# [WHAT THIS TASK INVOLVES]
Nothing outside the range is wanted. Repeat exactly the lines below from the one with "Labeling batch C. For the image above, tag the pro-lite" through the one with "Labeling batch C. For the image above, tag the pastime".

# [DATA FOR REVIEW]
────────

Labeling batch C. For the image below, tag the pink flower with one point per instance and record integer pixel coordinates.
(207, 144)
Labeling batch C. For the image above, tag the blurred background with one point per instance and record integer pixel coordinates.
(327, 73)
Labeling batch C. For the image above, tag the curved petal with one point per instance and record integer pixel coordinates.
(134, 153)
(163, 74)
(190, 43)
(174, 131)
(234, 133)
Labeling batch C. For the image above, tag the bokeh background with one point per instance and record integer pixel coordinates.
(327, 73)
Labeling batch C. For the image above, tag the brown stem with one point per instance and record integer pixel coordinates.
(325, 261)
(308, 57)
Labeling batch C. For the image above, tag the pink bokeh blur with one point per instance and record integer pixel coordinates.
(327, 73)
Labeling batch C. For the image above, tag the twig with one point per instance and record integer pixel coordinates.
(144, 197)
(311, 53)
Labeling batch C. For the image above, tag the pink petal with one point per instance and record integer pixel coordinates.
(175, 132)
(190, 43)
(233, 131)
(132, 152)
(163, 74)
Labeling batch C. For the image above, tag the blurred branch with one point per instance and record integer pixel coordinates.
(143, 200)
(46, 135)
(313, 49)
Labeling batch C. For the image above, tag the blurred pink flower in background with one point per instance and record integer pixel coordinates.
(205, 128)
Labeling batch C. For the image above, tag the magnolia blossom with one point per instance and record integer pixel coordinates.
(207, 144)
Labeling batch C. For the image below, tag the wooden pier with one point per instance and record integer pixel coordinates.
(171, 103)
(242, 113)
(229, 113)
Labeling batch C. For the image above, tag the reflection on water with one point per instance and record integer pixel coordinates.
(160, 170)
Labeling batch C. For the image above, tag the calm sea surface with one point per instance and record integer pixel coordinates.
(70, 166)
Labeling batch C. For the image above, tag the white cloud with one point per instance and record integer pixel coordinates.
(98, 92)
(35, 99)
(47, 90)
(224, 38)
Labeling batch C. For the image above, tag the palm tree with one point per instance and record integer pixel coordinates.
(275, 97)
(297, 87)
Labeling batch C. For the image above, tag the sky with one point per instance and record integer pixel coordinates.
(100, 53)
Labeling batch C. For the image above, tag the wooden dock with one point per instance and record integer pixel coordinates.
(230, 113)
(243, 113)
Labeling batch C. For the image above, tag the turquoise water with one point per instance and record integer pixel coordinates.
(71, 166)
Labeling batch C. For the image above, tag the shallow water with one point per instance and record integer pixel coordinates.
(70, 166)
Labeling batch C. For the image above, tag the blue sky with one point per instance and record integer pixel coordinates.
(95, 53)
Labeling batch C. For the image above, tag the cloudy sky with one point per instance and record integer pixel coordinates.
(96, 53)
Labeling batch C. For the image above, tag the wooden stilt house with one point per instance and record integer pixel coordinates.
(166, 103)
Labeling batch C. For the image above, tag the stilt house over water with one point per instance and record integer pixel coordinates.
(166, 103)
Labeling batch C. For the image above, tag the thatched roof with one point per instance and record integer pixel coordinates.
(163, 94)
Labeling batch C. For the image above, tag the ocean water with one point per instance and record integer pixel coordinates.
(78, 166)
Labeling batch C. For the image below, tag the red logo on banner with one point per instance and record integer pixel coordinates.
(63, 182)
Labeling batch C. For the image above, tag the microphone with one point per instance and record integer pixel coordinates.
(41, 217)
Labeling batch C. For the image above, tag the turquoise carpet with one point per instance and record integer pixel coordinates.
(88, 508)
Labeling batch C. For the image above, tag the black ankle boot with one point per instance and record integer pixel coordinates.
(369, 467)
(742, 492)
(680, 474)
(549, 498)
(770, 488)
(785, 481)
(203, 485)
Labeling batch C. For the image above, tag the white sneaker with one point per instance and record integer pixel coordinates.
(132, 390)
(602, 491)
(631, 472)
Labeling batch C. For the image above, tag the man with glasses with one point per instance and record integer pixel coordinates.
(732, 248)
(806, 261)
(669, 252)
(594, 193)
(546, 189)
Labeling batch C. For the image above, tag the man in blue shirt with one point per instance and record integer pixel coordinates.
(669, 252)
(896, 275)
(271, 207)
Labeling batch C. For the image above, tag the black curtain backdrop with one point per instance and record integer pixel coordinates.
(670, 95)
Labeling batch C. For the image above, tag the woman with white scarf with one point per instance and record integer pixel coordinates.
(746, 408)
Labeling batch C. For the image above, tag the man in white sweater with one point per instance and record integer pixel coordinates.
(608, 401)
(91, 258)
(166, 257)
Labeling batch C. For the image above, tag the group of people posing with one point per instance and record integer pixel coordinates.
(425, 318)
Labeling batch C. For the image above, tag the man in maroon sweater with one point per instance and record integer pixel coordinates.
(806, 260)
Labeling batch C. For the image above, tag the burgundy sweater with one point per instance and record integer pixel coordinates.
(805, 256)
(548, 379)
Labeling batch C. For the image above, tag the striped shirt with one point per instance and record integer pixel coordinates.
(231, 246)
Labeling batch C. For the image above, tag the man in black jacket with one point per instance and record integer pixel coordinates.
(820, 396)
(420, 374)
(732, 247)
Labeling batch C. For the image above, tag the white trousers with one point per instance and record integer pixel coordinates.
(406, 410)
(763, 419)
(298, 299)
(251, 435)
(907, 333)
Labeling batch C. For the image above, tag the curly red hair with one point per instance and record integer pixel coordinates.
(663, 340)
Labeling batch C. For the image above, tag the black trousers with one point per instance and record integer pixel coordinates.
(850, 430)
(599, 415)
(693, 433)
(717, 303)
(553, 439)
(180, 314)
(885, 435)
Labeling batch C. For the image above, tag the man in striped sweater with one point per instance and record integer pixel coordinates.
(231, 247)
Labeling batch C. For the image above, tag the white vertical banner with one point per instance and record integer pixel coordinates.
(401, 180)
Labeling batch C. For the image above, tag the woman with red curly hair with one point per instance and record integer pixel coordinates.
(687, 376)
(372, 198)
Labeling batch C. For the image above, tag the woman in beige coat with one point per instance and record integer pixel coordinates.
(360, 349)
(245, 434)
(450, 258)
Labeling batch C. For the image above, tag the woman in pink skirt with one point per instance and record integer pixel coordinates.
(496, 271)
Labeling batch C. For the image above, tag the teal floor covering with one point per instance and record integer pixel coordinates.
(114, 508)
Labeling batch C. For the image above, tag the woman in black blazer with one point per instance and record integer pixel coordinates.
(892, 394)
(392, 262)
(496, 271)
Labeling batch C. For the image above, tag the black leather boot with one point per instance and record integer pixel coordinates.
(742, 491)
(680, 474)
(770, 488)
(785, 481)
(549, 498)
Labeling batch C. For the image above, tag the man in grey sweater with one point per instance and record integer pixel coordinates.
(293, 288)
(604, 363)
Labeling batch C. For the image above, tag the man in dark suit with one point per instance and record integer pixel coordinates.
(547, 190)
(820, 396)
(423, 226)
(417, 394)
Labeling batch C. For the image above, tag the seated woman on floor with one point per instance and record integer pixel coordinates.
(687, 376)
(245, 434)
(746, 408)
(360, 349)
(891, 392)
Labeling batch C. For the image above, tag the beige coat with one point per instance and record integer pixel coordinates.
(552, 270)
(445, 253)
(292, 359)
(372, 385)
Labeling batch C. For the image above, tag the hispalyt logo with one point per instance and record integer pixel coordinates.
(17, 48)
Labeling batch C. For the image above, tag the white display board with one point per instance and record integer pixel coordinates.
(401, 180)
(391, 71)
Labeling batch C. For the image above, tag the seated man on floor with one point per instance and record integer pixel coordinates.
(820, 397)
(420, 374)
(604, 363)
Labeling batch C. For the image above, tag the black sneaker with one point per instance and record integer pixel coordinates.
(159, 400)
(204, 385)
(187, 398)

────────

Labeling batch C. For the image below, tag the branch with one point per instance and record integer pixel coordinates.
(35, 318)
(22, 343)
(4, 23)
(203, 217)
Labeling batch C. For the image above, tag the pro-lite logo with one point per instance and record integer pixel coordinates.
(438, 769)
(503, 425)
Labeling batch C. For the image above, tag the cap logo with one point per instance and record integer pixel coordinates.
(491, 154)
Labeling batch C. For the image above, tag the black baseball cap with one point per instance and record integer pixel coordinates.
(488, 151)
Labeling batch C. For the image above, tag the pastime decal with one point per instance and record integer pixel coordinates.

────────

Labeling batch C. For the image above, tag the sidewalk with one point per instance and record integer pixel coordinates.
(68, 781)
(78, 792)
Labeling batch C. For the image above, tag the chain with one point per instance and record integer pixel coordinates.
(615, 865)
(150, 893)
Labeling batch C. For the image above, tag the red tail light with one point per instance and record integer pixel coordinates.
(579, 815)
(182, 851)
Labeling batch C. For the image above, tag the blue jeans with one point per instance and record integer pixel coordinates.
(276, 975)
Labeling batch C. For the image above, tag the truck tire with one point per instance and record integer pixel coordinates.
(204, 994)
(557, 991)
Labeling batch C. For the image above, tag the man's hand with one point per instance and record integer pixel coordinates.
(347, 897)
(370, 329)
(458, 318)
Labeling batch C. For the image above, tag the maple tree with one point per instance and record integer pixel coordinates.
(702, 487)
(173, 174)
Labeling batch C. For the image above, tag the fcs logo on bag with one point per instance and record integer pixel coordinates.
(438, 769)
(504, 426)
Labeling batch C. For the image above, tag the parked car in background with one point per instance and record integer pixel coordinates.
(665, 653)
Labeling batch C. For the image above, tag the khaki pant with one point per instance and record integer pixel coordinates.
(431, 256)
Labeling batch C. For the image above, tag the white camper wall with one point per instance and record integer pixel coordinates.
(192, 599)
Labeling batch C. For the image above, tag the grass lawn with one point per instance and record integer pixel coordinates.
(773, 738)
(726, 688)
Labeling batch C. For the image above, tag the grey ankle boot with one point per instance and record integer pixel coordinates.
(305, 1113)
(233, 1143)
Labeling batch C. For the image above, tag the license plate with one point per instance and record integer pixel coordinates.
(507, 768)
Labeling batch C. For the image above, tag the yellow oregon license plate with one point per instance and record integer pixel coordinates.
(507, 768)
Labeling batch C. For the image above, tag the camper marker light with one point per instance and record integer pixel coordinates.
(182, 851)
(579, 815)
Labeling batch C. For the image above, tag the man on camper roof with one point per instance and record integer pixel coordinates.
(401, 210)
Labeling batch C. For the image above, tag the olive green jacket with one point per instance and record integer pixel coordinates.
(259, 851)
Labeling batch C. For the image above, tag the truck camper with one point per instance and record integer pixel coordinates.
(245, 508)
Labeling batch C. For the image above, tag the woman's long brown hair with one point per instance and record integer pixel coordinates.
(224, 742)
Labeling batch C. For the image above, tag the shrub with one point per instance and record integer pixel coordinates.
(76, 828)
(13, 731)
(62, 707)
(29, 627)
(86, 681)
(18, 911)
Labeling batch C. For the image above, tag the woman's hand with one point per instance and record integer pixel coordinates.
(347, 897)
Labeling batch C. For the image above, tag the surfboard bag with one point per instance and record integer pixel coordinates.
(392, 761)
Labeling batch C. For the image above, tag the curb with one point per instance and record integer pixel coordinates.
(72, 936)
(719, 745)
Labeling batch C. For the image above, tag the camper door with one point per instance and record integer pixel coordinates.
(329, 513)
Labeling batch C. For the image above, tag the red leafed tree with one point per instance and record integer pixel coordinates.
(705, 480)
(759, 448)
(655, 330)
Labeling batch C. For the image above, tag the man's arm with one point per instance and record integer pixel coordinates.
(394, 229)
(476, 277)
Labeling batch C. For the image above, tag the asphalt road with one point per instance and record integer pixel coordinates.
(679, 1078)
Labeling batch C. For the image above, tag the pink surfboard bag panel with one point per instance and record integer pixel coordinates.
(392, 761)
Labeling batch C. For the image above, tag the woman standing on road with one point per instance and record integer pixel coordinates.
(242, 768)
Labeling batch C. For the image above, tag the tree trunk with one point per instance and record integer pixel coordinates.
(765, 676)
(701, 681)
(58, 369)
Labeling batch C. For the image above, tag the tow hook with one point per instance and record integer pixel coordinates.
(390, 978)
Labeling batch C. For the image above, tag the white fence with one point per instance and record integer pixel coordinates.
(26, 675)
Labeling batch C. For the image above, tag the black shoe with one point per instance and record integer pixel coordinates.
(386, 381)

────────

# [RESULT FOR THIS EXERCISE]
Labeling batch C. For the image above, tag the pro-lite logo with one point per instance and record integer pixel coordinates.
(438, 769)
(503, 425)
Labeling batch C. For the image above, tag the cap logo with one point per instance and record integer pixel coordinates.
(491, 154)
Labeling batch C. For the image above, tag the black baseball cap with one point per instance and record integer pixel coordinates.
(488, 151)
Labeling batch C. For the image above, tag the pastime decal with one point per instance and record integer pixel coordinates.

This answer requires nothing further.